Copy out the records below exactly, taking everything from the line that contains "[locate] the gray" down to the line that contains "x=325, y=168", with both of those lines included.
__________________________________________________
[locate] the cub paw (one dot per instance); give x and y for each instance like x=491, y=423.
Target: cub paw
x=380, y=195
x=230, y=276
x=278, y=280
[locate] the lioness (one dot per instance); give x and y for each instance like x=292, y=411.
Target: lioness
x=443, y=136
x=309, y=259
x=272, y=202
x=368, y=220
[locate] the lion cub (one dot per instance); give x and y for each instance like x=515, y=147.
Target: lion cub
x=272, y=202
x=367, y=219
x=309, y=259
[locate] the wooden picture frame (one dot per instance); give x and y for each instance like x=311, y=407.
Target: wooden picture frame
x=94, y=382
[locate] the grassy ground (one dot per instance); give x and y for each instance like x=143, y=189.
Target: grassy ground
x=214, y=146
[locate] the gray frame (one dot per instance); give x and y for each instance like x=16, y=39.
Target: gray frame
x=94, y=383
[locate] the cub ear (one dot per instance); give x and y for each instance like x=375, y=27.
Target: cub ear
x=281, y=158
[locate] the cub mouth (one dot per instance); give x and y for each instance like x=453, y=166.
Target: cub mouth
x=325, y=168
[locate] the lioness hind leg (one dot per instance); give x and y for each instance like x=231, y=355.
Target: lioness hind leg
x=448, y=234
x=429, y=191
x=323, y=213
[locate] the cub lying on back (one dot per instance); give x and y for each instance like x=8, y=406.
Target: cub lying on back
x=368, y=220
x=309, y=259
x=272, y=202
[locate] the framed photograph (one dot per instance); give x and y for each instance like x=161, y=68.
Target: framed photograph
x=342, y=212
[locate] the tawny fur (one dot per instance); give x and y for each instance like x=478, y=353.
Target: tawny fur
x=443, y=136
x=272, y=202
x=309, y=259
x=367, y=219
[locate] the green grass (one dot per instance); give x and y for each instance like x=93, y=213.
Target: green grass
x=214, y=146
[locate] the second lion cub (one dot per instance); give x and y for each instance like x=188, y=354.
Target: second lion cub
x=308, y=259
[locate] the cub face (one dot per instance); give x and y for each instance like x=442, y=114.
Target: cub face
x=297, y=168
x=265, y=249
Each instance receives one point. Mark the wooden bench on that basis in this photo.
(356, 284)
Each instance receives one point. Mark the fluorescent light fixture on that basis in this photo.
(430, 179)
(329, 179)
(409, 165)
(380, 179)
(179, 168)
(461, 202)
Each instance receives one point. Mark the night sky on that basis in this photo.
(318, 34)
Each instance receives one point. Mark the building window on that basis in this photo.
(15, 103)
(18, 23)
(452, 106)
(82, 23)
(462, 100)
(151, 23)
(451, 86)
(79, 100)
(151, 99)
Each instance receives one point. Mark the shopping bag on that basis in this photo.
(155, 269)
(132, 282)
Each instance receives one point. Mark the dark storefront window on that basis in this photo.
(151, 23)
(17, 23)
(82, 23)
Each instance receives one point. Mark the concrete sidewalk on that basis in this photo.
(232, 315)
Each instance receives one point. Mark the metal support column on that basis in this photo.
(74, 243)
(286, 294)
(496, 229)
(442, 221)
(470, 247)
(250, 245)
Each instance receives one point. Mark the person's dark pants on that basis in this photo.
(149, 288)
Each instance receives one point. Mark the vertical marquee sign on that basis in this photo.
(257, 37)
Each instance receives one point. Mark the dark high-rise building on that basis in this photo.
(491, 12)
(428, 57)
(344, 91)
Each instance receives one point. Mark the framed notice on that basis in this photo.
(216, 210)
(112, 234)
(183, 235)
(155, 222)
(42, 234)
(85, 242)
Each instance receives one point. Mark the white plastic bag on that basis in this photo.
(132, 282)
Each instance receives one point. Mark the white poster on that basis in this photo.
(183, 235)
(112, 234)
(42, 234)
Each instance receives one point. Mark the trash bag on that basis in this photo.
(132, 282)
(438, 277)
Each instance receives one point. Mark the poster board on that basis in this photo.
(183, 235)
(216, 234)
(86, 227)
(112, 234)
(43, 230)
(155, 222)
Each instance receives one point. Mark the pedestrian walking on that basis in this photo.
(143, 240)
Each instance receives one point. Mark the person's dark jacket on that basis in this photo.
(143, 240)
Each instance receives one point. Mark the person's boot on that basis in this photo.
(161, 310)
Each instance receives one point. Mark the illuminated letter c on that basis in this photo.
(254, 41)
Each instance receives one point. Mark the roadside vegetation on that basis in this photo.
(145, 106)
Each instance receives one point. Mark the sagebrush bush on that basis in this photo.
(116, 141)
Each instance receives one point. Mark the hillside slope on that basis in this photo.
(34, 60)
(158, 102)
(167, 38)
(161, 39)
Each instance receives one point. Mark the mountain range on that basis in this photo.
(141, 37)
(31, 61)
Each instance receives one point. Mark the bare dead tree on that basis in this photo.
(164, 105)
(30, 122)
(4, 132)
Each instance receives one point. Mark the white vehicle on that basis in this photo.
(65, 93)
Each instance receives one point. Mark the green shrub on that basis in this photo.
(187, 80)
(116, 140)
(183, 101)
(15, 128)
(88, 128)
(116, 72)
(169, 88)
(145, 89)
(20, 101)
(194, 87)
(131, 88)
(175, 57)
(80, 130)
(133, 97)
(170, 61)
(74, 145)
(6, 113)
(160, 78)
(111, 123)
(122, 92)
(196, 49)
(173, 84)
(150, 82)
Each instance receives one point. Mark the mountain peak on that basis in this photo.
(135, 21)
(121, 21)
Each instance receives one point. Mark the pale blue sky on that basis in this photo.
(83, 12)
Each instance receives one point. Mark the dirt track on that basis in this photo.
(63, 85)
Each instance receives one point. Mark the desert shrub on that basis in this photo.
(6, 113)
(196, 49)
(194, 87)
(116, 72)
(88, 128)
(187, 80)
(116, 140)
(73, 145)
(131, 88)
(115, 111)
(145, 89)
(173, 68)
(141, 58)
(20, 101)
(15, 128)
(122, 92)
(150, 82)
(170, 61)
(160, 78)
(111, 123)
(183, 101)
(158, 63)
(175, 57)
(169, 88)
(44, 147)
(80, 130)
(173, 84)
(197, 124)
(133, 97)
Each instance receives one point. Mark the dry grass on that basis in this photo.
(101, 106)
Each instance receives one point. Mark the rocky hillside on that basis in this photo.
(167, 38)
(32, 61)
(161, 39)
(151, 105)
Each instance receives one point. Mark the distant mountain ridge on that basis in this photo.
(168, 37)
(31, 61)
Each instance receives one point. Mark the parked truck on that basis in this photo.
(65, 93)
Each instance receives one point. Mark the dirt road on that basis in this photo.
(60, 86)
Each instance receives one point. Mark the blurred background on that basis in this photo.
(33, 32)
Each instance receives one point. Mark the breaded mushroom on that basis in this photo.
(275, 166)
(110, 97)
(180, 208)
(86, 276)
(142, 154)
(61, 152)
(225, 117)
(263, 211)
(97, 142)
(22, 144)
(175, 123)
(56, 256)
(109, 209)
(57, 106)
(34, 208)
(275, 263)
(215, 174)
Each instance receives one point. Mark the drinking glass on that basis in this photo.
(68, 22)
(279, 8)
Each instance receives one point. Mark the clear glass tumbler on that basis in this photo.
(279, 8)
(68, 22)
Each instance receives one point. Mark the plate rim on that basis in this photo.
__________________________________________________
Written solution:
[locate] the gray frame (one dot per instance); give x and y for each instance like x=16, y=39.
Target: gray frame
x=94, y=383
[locate] the cub ear (one dot per instance); give x and y for each instance like x=375, y=27.
Target: cub ear
x=281, y=158
[locate] the cub mouth (one dot per instance); give x and y for each instance like x=453, y=166.
Target: cub mouth
x=325, y=168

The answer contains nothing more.